THE TASK
In the mailing-list reply about a dropped node failing read queries, what situations does the text list in which a host unavailable exception should be expected from time to time?

Re: A Single Dropped Node Fails Entire Read Queries

Michael Shuler Fri, 10 Mar 2017 08:25:39 -0800

I may be mistaken on the exact configuration option for the timeout
you're hitting, but I believe this may be the general
`request_timeout_in_ms: 10000` in conf/cassandra.yaml.


A reasonable timeout for a "node down" discovery/processing is needed to
prevent random flapping of nodes with a super short timeout interval.
Applications should also retry on a host unavailable exception like
this, because in the long run, this should be expected from time to time
for network partitions, node failure, maintenance cycles, etc.

-- 
Kind regards,
Michael

On 03/10/2017 04:07 AM, Shalom Sagges wrote:
> Hi daniel, 
> 
> I don't think that's a network issue, because ~10 seconds after the node
> stopped, the queries were successful again without any timeout issues.
> 
> Thanks!

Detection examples
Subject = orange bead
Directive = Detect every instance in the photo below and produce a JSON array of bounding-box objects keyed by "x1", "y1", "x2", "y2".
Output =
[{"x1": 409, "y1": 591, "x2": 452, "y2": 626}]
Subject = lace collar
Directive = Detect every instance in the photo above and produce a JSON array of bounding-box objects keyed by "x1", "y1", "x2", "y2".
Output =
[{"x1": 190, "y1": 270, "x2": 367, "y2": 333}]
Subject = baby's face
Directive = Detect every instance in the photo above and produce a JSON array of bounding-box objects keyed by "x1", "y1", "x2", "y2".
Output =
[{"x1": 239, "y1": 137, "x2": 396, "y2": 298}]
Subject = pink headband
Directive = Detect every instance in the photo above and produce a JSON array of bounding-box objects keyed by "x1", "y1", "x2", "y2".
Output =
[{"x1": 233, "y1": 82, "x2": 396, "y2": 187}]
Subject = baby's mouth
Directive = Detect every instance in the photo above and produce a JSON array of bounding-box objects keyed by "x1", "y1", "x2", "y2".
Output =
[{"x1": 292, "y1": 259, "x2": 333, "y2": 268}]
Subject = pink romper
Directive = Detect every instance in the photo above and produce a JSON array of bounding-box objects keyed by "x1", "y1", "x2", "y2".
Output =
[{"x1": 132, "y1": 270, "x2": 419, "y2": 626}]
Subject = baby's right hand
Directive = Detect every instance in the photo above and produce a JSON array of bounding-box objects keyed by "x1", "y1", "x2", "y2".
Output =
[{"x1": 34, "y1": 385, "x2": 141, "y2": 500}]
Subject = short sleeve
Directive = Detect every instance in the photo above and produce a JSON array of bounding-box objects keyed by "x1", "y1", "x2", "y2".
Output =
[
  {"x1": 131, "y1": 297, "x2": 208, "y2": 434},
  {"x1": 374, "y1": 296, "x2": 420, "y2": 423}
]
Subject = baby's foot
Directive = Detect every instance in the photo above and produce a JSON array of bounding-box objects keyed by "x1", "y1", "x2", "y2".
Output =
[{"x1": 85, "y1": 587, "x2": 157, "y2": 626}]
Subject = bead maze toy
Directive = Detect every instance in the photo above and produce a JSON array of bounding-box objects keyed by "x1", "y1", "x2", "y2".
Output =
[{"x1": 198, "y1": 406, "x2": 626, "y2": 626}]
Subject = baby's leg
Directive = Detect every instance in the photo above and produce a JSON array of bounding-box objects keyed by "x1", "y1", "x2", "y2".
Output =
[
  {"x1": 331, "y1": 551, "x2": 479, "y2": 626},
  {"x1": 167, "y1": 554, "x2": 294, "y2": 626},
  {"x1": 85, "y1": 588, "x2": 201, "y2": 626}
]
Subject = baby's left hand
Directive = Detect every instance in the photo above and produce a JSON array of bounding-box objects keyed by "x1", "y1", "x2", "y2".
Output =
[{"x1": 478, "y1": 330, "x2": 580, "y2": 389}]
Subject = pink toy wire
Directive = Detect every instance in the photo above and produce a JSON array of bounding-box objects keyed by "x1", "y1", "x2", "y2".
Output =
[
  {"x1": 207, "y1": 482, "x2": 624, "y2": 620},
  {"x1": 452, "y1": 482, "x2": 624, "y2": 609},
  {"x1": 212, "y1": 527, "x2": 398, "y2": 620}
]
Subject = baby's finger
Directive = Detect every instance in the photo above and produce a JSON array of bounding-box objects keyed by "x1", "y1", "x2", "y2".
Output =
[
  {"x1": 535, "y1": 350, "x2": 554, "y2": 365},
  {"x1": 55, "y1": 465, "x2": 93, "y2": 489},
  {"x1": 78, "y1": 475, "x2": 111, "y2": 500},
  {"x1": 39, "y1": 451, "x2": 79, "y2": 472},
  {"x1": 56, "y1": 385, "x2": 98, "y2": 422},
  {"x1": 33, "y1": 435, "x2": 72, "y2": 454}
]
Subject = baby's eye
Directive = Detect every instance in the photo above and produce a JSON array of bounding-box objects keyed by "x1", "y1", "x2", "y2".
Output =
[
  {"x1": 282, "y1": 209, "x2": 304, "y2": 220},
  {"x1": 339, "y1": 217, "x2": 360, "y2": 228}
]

EXERCISE ANSWER
- Network partitions
- Node failure
- Maintenance cycles